__Work to be completed__
Pick up the article on single-engine performance in light twin-engine airplanes and keep writing it from its last sentence.

How To Fly Twin Engine Aircraft At Single Engine Performance Levels

Twin-engine airplanes certified under FAR 23 do not have the same performance guaranteed for transport category airplanes certified under FAR 25. Especially, light twins weighing less than 6000 lbs and have V_S0 equal to or less than 61 KCAS are not required to have any positive single-engine performance. Twins weighing more than 6000 lbs and/or having V_S0 above 61 KCAS must demonstrate, in still air at 5000 ft, with the inoperative engine feathered, a climb gradient of 1.5 percent (if

certified after February 1991), or a rate of climb of 0.027 V²_S0-not exactly earth-shaking performance.

__Data block__
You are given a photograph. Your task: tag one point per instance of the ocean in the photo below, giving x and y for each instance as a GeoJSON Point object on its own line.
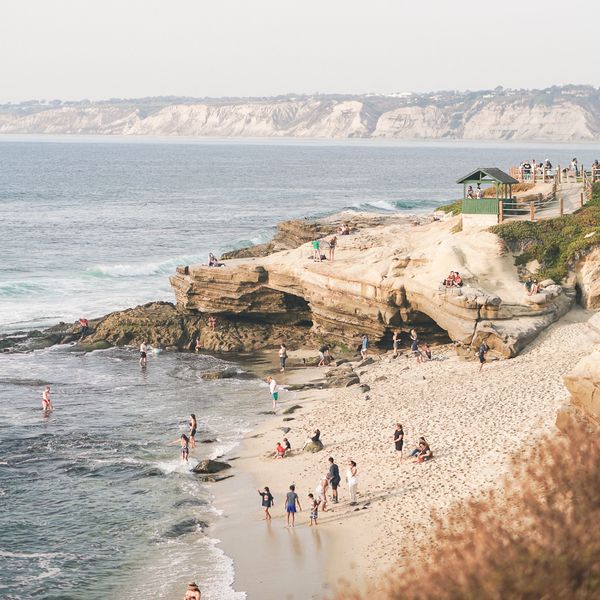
{"type": "Point", "coordinates": [94, 501]}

__Response to the task__
We often hear that losing an engine in a light twin-engine airplane is far more dangerous than losing the only engine in a single-engine airplane. Melville Byington Jr. (1989 and 1993) of Embry-Riddle Aeronautical University conducted an experimental study of the bank angles required to obtain the zero sideslip flight, and consequently, the maximum performance in light twins. Based on the NTSB accident data, Byington concluded that 30 percent of twin-engine airplane accidents occur due to the loss of directional control (V_MCA rollover), while 43 percent can be traced to insufficient performance with one engine inoperative (OEI). The remaining 26 percent or so are stall/spin accidents, which also carry the highest fatality rate. Evidently, more accidents happen due to the inadequate SE performance planning or understanding, than due to the control problems.

A way to neutralize sideslip with asymmetric thrust, reduce drag and the minimum air control airspeed V_MCA, is to bank slightly into the operative engine (“raise the dead”). Some rudder is still necessary and the inclinometer ball will be displaced off-center and toward the operating engine. A yaw string is the best, and cheapest, way to adjust for the zero-sideslip flight.

On the opposite page, in Figure 1, a twin-engine airplane with OEI and with a bank angle of F degrees is shown. The main questions are: What bank angle will result in a zero-sideslip? Is this optimum bank angle always constant and is it always the oft-mentioned five degrees?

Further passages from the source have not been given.